Data listing ::
==================================================

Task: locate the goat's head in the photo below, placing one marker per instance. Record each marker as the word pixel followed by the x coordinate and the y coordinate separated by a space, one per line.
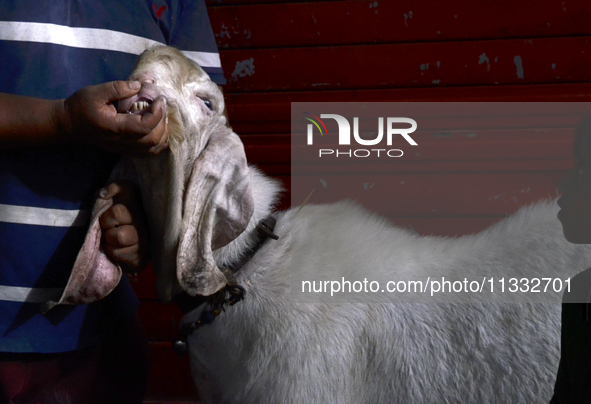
pixel 196 194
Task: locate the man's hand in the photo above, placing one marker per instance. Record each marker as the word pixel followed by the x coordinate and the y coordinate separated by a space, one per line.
pixel 125 236
pixel 89 116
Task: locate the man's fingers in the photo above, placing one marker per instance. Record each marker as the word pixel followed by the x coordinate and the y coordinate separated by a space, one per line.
pixel 123 189
pixel 116 215
pixel 127 255
pixel 122 236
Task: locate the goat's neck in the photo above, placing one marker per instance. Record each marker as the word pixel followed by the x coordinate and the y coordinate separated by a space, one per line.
pixel 265 192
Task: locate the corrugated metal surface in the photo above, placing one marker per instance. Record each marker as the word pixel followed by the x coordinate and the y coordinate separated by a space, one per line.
pixel 278 52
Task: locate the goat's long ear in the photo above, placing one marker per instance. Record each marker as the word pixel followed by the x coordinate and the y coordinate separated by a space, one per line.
pixel 218 205
pixel 93 276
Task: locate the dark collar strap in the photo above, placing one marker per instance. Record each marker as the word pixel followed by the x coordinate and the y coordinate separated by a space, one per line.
pixel 186 303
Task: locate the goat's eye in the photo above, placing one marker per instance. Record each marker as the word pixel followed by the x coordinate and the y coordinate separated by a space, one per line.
pixel 207 103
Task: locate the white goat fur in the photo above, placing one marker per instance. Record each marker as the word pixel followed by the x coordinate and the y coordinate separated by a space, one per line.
pixel 268 349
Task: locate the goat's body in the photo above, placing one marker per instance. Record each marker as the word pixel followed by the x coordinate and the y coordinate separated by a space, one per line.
pixel 203 207
pixel 269 349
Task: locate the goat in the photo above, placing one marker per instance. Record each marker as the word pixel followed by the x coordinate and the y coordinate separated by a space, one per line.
pixel 203 205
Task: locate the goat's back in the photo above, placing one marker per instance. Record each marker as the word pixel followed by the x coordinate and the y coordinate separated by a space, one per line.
pixel 269 348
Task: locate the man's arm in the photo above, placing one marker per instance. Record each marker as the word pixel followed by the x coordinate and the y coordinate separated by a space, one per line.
pixel 88 116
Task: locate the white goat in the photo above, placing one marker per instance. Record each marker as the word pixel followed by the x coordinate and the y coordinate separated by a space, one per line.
pixel 203 205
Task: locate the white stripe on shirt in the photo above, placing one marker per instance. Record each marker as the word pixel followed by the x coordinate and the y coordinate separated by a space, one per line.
pixel 91 38
pixel 43 216
pixel 29 295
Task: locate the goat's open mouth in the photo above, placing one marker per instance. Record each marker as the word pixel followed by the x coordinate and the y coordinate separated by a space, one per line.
pixel 140 106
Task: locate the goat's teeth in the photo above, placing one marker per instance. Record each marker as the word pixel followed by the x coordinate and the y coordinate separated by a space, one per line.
pixel 139 106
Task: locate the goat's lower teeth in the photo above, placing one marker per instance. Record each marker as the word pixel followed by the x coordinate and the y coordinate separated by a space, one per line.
pixel 139 105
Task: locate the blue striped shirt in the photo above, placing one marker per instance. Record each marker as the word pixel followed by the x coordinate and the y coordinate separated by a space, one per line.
pixel 50 50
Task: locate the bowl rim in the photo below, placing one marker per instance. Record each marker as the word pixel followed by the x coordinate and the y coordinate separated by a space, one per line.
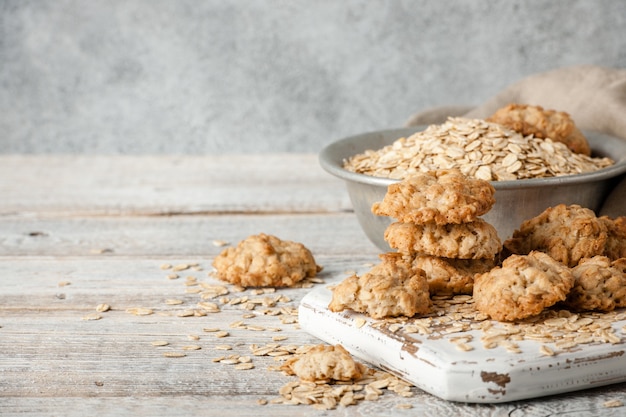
pixel 332 162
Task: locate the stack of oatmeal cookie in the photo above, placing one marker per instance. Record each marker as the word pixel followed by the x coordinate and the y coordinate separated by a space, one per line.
pixel 439 227
pixel 441 244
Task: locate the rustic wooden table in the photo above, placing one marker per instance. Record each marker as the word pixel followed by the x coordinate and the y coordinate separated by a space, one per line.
pixel 77 232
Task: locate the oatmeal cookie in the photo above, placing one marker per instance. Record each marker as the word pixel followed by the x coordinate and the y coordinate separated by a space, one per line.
pixel 599 284
pixel 394 287
pixel 443 196
pixel 265 261
pixel 566 233
pixel 616 237
pixel 522 287
pixel 541 123
pixel 451 276
pixel 324 363
pixel 474 240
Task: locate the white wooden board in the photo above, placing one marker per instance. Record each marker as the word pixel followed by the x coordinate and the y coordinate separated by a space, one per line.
pixel 434 364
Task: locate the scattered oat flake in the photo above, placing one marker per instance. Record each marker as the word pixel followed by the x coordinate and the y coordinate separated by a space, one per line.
pixel 192 347
pixel 613 404
pixel 360 322
pixel 180 267
pixel 210 329
pixel 223 347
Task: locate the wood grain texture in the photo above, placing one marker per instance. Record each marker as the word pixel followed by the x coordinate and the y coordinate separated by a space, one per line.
pixel 76 232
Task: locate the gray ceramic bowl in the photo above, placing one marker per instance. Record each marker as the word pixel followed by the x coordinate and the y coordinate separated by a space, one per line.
pixel 516 200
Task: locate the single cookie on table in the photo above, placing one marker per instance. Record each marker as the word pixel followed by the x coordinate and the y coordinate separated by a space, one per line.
pixel 522 287
pixel 474 240
pixel 541 123
pixel 324 363
pixel 616 237
pixel 442 197
pixel 394 287
pixel 566 233
pixel 265 261
pixel 449 276
pixel 599 284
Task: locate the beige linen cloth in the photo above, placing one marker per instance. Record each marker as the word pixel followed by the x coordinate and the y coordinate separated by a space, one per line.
pixel 595 98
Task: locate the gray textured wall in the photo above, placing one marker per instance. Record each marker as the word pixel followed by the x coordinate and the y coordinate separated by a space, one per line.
pixel 190 76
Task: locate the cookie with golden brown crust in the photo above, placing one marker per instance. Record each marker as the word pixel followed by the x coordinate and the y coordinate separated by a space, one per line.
pixel 265 261
pixel 394 287
pixel 566 233
pixel 474 240
pixel 442 197
pixel 324 363
pixel 522 287
pixel 542 123
pixel 451 276
pixel 616 237
pixel 599 284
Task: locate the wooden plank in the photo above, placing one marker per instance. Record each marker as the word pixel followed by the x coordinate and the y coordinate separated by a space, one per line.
pixel 184 235
pixel 82 184
pixel 50 349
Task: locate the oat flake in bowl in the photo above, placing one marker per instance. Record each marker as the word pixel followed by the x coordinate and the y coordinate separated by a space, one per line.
pixel 478 148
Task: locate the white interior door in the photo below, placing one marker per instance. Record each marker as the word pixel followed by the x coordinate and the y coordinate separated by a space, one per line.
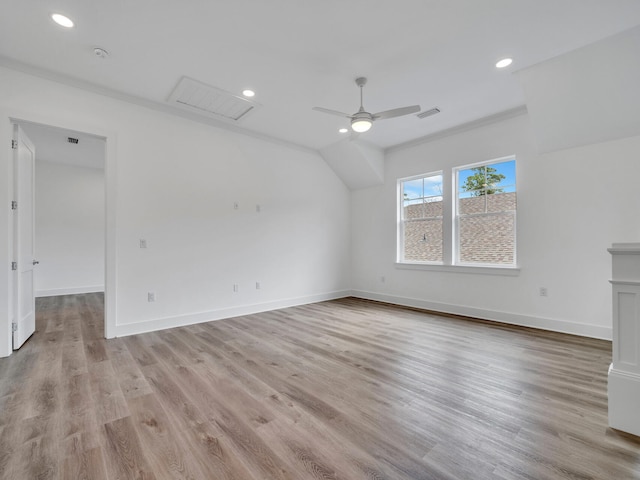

==================================================

What is expected ::
List each line in the records above that contains the word "cookie".

The reply ::
Task: locate the stack of oatmeal cookie in the photo above, placing one marker per instance. Record each marker as the word pixel followed by the x coordinate and the y coordinate separated by a space, one per line.
Task: locate the oatmeal cookie in the photo above, placing one marker per instance. Record each marker as the word pixel followed by the x coordinate and the y coordinate separated by a space, one per line.
Task: locate the single cookie on table in the photo above, placing one marker per instance. Record each marker as the word pixel followed by the x coordinate and the y coordinate separated by a space, one per line.
Task: locate the cookie with golden brown crust in the photo above, placing one marker per instance. Record each marker as the word pixel followed by the x coordinate and the y coordinate separated by a space, one per line.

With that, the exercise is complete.